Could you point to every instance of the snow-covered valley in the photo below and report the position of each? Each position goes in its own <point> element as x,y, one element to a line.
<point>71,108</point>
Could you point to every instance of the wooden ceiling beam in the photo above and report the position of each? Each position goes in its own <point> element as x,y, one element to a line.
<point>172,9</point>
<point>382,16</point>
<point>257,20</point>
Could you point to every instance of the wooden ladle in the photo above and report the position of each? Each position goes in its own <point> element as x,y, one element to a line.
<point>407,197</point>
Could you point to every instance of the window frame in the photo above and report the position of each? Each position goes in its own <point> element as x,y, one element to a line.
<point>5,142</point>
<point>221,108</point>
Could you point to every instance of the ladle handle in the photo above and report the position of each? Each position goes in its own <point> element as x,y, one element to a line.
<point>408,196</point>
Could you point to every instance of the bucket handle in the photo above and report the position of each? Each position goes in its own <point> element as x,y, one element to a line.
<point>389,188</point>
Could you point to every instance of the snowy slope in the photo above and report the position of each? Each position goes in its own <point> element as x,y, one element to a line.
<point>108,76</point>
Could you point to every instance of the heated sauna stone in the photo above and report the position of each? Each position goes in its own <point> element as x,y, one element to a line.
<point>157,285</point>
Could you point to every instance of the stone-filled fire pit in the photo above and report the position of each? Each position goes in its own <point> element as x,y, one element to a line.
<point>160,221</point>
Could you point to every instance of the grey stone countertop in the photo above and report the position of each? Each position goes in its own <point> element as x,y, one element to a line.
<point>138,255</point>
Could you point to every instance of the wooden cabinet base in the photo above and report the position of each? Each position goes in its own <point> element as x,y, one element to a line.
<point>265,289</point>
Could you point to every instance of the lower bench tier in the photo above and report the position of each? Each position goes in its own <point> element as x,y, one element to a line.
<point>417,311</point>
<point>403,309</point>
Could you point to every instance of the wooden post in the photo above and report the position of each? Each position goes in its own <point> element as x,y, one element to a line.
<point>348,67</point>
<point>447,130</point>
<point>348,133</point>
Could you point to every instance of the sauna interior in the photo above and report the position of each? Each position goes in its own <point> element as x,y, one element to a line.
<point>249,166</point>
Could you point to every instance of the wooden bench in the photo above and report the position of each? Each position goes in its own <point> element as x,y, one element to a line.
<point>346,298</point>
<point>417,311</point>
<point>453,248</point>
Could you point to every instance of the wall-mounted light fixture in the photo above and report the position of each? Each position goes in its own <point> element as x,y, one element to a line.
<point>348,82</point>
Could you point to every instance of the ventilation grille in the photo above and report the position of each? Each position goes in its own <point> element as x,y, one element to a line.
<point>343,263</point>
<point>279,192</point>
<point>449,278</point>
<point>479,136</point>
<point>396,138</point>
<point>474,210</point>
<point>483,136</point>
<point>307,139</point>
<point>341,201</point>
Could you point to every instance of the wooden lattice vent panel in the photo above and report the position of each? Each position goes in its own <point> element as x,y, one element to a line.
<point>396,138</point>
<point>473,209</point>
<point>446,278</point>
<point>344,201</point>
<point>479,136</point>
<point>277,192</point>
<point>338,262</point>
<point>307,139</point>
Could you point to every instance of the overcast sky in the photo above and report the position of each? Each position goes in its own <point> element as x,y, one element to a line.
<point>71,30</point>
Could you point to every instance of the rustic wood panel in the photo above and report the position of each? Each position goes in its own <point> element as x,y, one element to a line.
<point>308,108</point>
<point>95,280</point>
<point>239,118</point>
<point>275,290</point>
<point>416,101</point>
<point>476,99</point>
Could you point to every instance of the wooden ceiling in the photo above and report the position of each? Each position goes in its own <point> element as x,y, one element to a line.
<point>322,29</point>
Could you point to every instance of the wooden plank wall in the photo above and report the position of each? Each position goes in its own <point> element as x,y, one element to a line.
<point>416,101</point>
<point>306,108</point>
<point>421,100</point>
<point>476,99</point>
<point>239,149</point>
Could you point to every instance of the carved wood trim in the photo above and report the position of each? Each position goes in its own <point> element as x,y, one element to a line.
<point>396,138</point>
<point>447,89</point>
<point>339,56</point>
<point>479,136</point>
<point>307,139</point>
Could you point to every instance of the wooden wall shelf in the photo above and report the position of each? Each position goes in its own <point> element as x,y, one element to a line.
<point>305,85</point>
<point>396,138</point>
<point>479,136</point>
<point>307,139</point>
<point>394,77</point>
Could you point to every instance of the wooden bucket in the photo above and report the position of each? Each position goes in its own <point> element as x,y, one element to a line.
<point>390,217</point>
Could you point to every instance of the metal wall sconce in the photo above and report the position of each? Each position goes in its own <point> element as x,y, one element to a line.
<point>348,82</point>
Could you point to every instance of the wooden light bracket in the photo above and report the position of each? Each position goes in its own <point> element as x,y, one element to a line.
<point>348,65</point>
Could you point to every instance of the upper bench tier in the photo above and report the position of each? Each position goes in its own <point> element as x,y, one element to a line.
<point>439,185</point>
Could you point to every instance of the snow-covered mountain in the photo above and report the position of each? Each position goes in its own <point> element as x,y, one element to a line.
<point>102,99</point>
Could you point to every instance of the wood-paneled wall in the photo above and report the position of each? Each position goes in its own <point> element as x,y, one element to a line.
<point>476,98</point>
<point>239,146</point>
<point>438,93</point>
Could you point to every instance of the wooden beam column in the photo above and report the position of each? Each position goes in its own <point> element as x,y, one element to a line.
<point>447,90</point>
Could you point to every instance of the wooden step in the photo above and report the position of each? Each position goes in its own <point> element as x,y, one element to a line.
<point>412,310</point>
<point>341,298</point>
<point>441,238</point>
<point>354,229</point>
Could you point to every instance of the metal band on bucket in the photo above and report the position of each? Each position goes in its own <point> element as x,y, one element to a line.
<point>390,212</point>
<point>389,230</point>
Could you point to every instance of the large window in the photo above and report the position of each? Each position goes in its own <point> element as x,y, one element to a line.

#### INSTRUCTIONS TO FOLLOW
Turn all of the items above into a numbered list, one line per number, and drop any blank lines.

#### FULL SOLUTION
1. Could you point to every instance of the snow-covered valley in the photo below and report the position of each? Each position goes in its own <point> element as x,y, one element to a line.
2. <point>71,108</point>
3. Could you point to every instance of the wooden ceiling beam in the photo above and report the position of each? Each position goes in its own <point> element as x,y, one element to a line.
4. <point>172,9</point>
5. <point>382,16</point>
6. <point>257,20</point>
7. Could you point to every instance of the wooden ladle in the photo above and report the position of each? Each position goes in its own <point> element as x,y, one element to a line.
8. <point>407,197</point>
9. Could you point to every instance of the window frame in the photo above and report the position of each? Each position goes in its own <point> element as x,y, one element to a line.
10. <point>5,142</point>
11. <point>221,108</point>
12. Could you point to every instance of the ladle handle in the photo above and report the position of each? Each position goes in its own <point> element as x,y, one element to a line.
13. <point>408,196</point>
14. Could you point to every instance of the bucket handle in the photo above and report the position of each? Each position goes in its own <point> element as x,y, one element to a line.
15. <point>389,188</point>
16. Could you point to every instance of the snowy slope in the photo above and report the position of each? Each position goes in its own <point> element as x,y, one element to a line.
17. <point>108,76</point>
18. Could you point to every instance of the heated sauna stone in the photo above and report the position of each? Each position goes in its own <point> element as x,y, one element to a line.
19. <point>157,285</point>
20. Could you point to every instance of the stone-filled fire pit in the photo above and report the position of each? Each position goes in its own <point> element as x,y, one element to a line.
21. <point>160,221</point>
22. Could you point to every instance of the grey stone countertop in the photo above and report the position of each? Each position goes in its own <point> element as x,y, one element to a line.
23. <point>138,255</point>
24. Could you point to every instance of the wooden cabinet base in the photo above and report the position of each? Each position goes in its own <point> element as x,y, one element to a line.
25. <point>265,289</point>
26. Could you point to every instance of the lower bench tier in the photo above and report the position of each? Each position goes in its own <point> element as x,y, one element to a line.
27. <point>417,311</point>
28. <point>403,309</point>
29. Could you point to every instance of the wooden post in the photo above and report the position of each? Each position goes in its own <point> element as x,y, one element to a line.
30. <point>348,67</point>
31. <point>447,130</point>
32. <point>348,133</point>
33. Could you point to every instance of the sauna interior in the photo above and report the position of each? Each position goes in its own <point> element as x,y, one element to a line.
34. <point>249,166</point>
35. Could you point to every instance of the wooden bench in the photo above and report the position of each? Each position goes in its own <point> element as x,y, one element to a line.
36. <point>346,298</point>
37. <point>417,311</point>
38. <point>453,248</point>
39. Could you point to every instance of the wall-mounted light fixture in the photo above and report the position of each? Each position goes in its own <point> element as x,y, one element to a line.
40. <point>348,82</point>
41. Could you point to every instance of the ventilation grille in the photo above and report the position of each? Each position goes in its own <point> element as x,y, one element to a line.
42. <point>343,263</point>
43. <point>279,192</point>
44. <point>449,278</point>
45. <point>479,136</point>
46. <point>396,138</point>
47. <point>474,210</point>
48. <point>483,136</point>
49. <point>307,139</point>
50. <point>341,201</point>
51. Could you point to every instance of the wooden lattice vent panel in the photo above and report the position of each? Each position goes in its own <point> element as x,y, one element to a line.
52. <point>396,138</point>
53. <point>473,209</point>
54. <point>446,278</point>
55. <point>344,201</point>
56. <point>479,136</point>
57. <point>277,192</point>
58. <point>338,262</point>
59. <point>307,139</point>
60. Could you point to every instance of the overcast sky in the photo above and report the position of each? Each position goes in its own <point> element as x,y, one element to a line.
61. <point>71,30</point>
62. Could you point to every instance of the rustic wood panel in the photo above and report the position of each? Each position goes in its own <point> element as x,y, one element to a line.
63. <point>308,108</point>
64. <point>95,280</point>
65. <point>239,118</point>
66. <point>275,290</point>
67. <point>416,101</point>
68. <point>476,99</point>
69. Could you point to every instance of the wooden ceiling in the photo above and report the position of each? Each position goes in its own <point> element as x,y, one element to a line.
70. <point>322,29</point>
71. Could you point to every instance of the wooden plank wall in the photo above and report the position of each? Each position goes in its own <point> element as x,y, one element to a line.
72. <point>416,101</point>
73. <point>306,108</point>
74. <point>421,100</point>
75. <point>476,99</point>
76. <point>239,149</point>
77. Could you point to every instance of the carved wood trim in the photo above and report the position of each? Each position goes in its own <point> element as x,y, one element to a line.
78. <point>396,138</point>
79. <point>447,89</point>
80. <point>339,56</point>
81. <point>479,136</point>
82. <point>307,139</point>
83. Could you point to every instance of the wooden wall shelf in the photo above and report the position of each? Each position goes in its own <point> element as x,y, one element to a line.
84. <point>305,85</point>
85. <point>396,138</point>
86. <point>479,136</point>
87. <point>307,139</point>
88. <point>394,77</point>
89. Could you point to every instance of the wooden bucket in the photo above and report the position of each? Each position goes in its own <point> element as x,y, one element to a line.
90. <point>390,217</point>
91. Could you point to every instance of the metal wall sconce in the photo above and report the position of each? Each position goes in its own <point> element as x,y, one element to a line.
92. <point>348,82</point>
93. Could you point to every instance of the wooden light bracket in the photo above and report the position of each? Each position goes in its own <point> element as x,y, one element to a line.
94. <point>348,65</point>
95. Could you point to every instance of the upper bench tier in the photo above and report the position of each? Each position goes in its own <point> element as x,y, one element to a line.
96. <point>439,185</point>
97. Could you point to every instance of the snow-covered mountain in the photo above and report the position of each? Each position goes in its own <point> element as x,y, one element to a line.
98. <point>102,99</point>
99. Could you point to every instance of the wood-paneled wall in the photo above and report the position of each? Each position goes in its own <point> element as x,y, one element to a line.
100. <point>476,98</point>
101. <point>239,146</point>
102. <point>438,93</point>
103. Could you point to every instance of the wooden beam column in the photo above and report the position of each? Each position goes in its own <point> element as x,y, one element to a line.
104. <point>447,90</point>
105. Could you point to every instance of the wooden step in the photo above and report the position of each? Each position goes in its own <point> element as x,y, one element to a line.
106. <point>412,310</point>
107. <point>341,298</point>
108. <point>441,238</point>
109. <point>354,229</point>
110. Could you point to every instance of the metal band on bucket in the photo above and report the position of each? Each position goes in its own <point> element as x,y, one element to a line.
111. <point>390,212</point>
112. <point>389,230</point>
113. Could you point to every instance of the large window in the photo above and report the position of each? Each position goes in its own <point> element as x,y, one element to a line.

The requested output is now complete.